## Source text:
But those magazines do sell. And the rankings, for better or worse, are attended to by all sorts of readers, from college presidents, trustees, and alumni to applicants and their families. So, particularly with the intense — at times psychotic — interest that many parents have in getting their kids into the “best” colleges, it was only a matter of time until the next obvious list of rankings appeared: the best high schools for preparing teenagers.
Of course, that’s a bit of a different story, since most parents send their children to high schools relatively near where they live. True, people do make moving decisions based on school districts. (For truly obsessed parents, I would recommend relocating to a Dakota — not the one John Lennon lived in — to increase a child’s Ivy chances.) Still, you can bet some folks were heading to the kiosk when the September issue of Worth magazine hit the stands.
The magazine has a banner special report: “Getting Inside the Ivy Gates.” It includes a ranking of high schools, public and private, throughout the country, the top-100 “feeder schools.” What were the criteria used to determine the best? Simple. The percentage of the graduating class that went on to attend Harvard, Princeton, or Yale.

## Instruction:
Carry the essay on school rankings forward from its final sentence.

## Recorded data:
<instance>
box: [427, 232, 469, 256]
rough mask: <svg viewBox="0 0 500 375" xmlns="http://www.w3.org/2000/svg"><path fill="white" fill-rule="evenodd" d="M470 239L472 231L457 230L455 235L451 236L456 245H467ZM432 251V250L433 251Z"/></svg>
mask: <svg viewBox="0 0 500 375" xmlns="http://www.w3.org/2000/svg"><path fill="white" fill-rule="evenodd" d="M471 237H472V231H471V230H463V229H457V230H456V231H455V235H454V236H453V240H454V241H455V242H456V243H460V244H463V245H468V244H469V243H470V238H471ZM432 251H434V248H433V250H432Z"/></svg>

## Task response:
Indeed, in the same magazine that gives stock tips (buy Tootsie Roll, don’t buy United Airlines), and lists the ne plus ultra in luxuries (why get a pair of Manolo Blahnik spiky heels at $445 when you can own Walter Steiger pumps, for a mere $1,095?), we have a story on college admissions that quotes no higher-ups in college admissions. The reporter spoke with two former admissions officers (I was one), and a bunch of students. No one else in the colleges, she indicated to me, would talk with her. With reportorial ingenuity, she began by going through four years of “face books” from Harvard, Yale, and Princeton, the guides to their freshman classes published by each of the three schools, and counted the high schools that students came from (then confirming the numbers by other means). Is this too easy a target?
The list is unsurprising. Age of institution would be one sure way to start such a “ranking”: Those schools with legions of legacies, families that had trod a path from the same high school to the same college, would no doubt be up there on top. Sure enough, the No. 1 “feeder school” is Roxbury Latin, a Boston high school older (founded in 1645) than either Yale or Princeton. Since the story was looking at percentages, rather than raw numbers, the smaller schools had an advantage. No mention of either factor.
Money talks in college admissions (oh no, say it ain’t so!), so the most likely schools for inclusion would also be the ones with high densities of extremely wealthy, philanthropic families. That would argue for day schools in the New York area and the fanciest of the boarding schools. Yup, there they are. Schools that provide scholarships for traditionally disadvantaged minority students — always a hot commodity around selection-committee tables — would also do well. The public schools on the list are the ones that resemble private schools — particularly those that require an admissions test. As I said, the list is unsurprising.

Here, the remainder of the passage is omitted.